# [RECORDS SUPPLIED]
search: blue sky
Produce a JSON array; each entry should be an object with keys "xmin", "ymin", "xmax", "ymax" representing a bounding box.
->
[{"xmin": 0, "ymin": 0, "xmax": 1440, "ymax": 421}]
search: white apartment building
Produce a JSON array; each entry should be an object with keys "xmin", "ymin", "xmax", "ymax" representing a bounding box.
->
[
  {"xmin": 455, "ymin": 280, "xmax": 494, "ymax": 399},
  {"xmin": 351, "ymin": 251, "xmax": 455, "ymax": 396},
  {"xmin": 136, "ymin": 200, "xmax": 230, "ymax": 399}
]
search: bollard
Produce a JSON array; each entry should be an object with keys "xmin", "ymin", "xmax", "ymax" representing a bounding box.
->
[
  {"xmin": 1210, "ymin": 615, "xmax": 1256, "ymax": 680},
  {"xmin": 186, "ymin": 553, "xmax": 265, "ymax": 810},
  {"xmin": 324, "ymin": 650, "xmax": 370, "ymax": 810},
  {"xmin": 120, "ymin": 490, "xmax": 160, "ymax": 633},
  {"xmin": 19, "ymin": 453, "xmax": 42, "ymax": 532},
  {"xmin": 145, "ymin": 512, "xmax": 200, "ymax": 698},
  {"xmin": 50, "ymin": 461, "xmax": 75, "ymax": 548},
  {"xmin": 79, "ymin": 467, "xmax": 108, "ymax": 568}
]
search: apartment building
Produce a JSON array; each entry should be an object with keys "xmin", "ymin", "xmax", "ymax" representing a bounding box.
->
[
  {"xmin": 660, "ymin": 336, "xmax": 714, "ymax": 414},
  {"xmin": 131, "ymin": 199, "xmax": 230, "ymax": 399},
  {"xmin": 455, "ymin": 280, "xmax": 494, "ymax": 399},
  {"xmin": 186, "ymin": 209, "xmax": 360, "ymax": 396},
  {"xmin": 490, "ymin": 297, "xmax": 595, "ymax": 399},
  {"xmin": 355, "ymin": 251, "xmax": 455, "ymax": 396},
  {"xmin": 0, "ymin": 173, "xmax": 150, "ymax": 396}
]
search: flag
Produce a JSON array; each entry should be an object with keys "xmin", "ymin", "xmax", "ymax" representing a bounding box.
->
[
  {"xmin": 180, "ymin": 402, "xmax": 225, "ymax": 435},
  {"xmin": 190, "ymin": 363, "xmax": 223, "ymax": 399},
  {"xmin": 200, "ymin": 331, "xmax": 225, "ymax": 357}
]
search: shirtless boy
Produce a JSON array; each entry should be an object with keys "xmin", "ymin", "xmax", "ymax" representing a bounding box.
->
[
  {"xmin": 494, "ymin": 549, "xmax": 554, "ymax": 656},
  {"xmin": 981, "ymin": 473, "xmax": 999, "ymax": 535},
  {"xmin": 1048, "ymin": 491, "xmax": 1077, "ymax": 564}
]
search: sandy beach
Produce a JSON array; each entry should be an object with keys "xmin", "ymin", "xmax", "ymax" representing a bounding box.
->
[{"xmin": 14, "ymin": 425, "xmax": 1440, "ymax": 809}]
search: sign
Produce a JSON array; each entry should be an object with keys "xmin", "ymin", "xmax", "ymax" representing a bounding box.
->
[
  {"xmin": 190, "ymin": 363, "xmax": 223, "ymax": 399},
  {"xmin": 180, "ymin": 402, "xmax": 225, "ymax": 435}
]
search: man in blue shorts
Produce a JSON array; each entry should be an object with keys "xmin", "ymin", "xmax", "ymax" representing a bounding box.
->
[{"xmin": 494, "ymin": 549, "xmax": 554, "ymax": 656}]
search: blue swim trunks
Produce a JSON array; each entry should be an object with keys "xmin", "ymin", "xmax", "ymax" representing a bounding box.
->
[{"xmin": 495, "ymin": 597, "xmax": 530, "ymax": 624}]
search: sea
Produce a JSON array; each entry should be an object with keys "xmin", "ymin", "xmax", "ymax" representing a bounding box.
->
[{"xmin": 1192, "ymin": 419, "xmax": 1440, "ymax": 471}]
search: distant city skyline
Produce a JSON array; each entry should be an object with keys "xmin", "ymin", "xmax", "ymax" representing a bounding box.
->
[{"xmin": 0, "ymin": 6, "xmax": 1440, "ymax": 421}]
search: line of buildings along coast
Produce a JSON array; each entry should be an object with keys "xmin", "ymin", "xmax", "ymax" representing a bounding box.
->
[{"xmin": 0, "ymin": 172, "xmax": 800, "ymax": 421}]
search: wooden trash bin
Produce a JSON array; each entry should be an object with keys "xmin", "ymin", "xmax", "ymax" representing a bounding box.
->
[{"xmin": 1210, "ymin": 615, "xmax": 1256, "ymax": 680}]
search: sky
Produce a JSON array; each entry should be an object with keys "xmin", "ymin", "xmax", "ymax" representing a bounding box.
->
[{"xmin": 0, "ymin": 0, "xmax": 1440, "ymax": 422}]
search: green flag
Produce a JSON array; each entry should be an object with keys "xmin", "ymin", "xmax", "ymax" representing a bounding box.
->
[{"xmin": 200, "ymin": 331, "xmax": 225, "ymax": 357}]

# [YOUR GOAL]
Rewrite the records from the line containing "search: sea" through the end of the records, replacing "representing" with "describing" and leaving everything else unchanged.

# [FINAL ANSWER]
search: sea
Produce a JSON array; each entry should be an object with keys "xmin", "ymin", "xmax", "ymax" describing a bounding box.
->
[{"xmin": 1192, "ymin": 419, "xmax": 1440, "ymax": 471}]
search: distant city skyline
Produce a JSON array; each entry should be an object with keys "xmin", "ymin", "xmax", "ymax" describing a bounding box.
->
[{"xmin": 0, "ymin": 6, "xmax": 1440, "ymax": 421}]
search: line of buildings along coast
Produce a JSON array; each entry should be an object with keys "xmin", "ymin", "xmax", "ymax" describing a bounding box.
->
[{"xmin": 0, "ymin": 172, "xmax": 800, "ymax": 421}]
search: wooden trash bin
Produce a JSON array; each entry should be an object with keys "xmin", "ymin", "xmax", "ymax" describing a bounding box.
->
[{"xmin": 1210, "ymin": 615, "xmax": 1256, "ymax": 680}]
search: sky
Produce a JSON array; each entry should be an object with keys "xmin", "ymin", "xmax", "ymax" describing a bounding box.
->
[{"xmin": 0, "ymin": 0, "xmax": 1440, "ymax": 422}]
search: green flag
Produce a JSON array; each entry should be an object with keys "xmin", "ymin", "xmax", "ymax" describing a bounding box.
->
[{"xmin": 200, "ymin": 331, "xmax": 225, "ymax": 357}]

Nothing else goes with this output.